[TEXTE]

:::

Une légende se rattache à ces trois fontaines. Roger Frey l'énonce ainsi : "Une pauvre mère de famille mourut en mettant au monde deux enfants jumeaux ; le père, déconcerté, ne sachant comment nourrir ces enfants, résolut d'aller les noyer à l'une de ces fontaines ; il les met dans un panier d'osier ; mais avant de les jeter à l'eau, il dépose le panier sur l'une des dalles voisines, et fait une prière devant la statue de la fontaine principale ; une belle dame lui apparaît, lui assurant qu'elle lui trouvera une nourrice et une protectrice pour ses enfants ; il prend confiance et trouve, en effet, ce secours inespéré pour les dieux petits nouveaux-nés. Depuis ce temps, la trace de la corbeille d'osier est restée imprimée sur la pierre". La version de la même histoire recueillie par Anatole Le Braz auprès de Jeanne Le Prat, gardienne de la chapelle, est autrement plus sombre. Ce ne sont pas deux, mais 9 (3x3 ?) nourrissons que le père était venu noyer. Alors qu'il allait accomplir sa sinistre besogne, une dame lui apparut, qui lui demanda ce que le panier contenait. L'homme prétendit qu'il s'agissait de neuf petits cochons à vendre. La femme, qui savait qu'il s'agissait de neuf nouveaux-nés, lui proposa, s'il les épargne et qu'il les fait baptiser, d'assurer la subsistance de la nombreuse famille. Et en effet, lorsque l'homme revint chez lui avec les nourrissons, il trouva ses granges pleines. De retour à la chapelle pour baptiser ses enfants, il vit la statue de la Vierge soudain s'animer et venir à sa rencontre. Il reconnut la Dame qui s'était présentée à lui., qui répandait autour d'elle des poignées de pièces d'or. Mais à peine atteignaient-elles le sol qu'elle se transformaient en poussière, le contact de l'or sur le dallage du sanctuaire creusant des micro-cavités que l'on peut encore y observer. Quant aux enfants, ils moururent dès que l'eau sacré toucha leur front, cependant que la moisson fabuleuse se transformait elle aussi en poussière... Une mauvaise farce qui cadre plutôt mal avec l'image bienfaisante de la Vierge Marie, mais davantage avec celle de mères cruelles que l'on retrouve dans les mythologies pré-chrétiennes.

:::

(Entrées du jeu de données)
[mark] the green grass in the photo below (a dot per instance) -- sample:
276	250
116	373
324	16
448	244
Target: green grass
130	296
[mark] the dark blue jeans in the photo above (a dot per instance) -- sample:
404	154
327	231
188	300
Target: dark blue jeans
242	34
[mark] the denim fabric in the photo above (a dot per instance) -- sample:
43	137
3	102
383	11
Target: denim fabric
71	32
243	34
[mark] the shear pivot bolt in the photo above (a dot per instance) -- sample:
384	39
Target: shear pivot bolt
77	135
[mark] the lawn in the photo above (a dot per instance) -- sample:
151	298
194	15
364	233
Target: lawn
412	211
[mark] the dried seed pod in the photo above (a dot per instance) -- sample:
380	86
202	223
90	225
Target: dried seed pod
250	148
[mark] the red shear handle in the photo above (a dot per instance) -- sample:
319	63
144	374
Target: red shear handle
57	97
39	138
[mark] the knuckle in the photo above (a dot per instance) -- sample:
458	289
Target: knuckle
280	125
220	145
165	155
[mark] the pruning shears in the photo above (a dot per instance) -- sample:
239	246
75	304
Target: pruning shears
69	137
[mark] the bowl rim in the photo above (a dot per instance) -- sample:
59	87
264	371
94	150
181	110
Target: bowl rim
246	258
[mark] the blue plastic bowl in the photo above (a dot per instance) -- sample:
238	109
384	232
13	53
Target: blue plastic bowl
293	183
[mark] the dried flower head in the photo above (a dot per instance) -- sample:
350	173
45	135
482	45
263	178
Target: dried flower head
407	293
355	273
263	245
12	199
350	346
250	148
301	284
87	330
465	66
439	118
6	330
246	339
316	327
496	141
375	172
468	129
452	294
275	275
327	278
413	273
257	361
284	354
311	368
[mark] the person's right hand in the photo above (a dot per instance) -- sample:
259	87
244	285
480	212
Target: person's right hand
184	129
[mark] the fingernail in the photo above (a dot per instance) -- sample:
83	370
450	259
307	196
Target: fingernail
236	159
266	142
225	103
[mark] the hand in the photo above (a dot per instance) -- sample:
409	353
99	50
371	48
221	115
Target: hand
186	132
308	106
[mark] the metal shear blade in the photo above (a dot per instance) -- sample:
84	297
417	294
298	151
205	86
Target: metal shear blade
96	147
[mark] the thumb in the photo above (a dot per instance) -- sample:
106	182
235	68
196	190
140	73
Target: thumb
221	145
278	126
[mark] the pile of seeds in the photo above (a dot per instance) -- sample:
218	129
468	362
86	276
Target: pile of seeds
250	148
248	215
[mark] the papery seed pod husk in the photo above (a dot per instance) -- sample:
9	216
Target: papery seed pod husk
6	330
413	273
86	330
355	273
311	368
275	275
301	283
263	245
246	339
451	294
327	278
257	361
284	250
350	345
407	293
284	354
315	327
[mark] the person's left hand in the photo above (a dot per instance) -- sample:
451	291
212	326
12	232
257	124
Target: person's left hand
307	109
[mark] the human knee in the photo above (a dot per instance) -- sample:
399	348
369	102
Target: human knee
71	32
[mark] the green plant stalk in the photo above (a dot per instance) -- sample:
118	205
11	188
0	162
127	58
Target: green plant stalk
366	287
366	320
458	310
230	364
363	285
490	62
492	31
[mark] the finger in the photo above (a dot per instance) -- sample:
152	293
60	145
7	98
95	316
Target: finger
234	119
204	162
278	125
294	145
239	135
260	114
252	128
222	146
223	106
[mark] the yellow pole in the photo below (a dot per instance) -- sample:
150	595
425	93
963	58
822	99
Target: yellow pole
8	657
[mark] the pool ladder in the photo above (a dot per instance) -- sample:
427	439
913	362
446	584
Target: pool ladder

:::

[CONSIGNES DE L'EXERCICE]
A: Répondez aux questions suivantes d'après le texte sur la légende des trois fontaines :
(i) Dans la version rapportée par Roger Frey, dans quoi le père place-t-il ses enfants ?
(ii) Auprès de qui Anatole Le Braz a-t-il recueilli sa version de l'histoire ?
(iii) Dans cette seconde version, quel contenu l'homme attribue-t-il au panier ?
B: Indiquez si chacune des affirmations suivantes est conforme au texte sur la légende des trois fontaines, en citant les mots qui le justifient :
(i) Dans la version de Roger Frey, la mère meurt en mettant au monde des jumeaux.
(ii) Dans la version d'Anatole Le Braz, l'homme rentre chez lui et trouve ses granges vides.
(iii) Dans la version d'Anatole Le Braz, la dame demande au père ce que contient le panier.
C: Relevez toutes les personnes désignées par un prénom et un nom de famille dans le texte sur la légende des trois fontaines.

[CORRIGÉ DES CONSIGNES]
A:
(i) Dans un panier d'osier.
(ii) Auprès de Jeanne Le Prat, gardienne de la chapelle.
(iii) Neuf petits cochons à vendre.

B:
(i) Oui : « Une pauvre mère de famille mourut en mettant au monde deux enfants jumeaux ».
(ii) Non : « il trouva ses granges pleines ».
(iii) Oui : « une dame lui apparut, qui lui demanda ce que le panier contenait ».

C:
Roger Frey
Anatole Le Braz
Jeanne Le Prat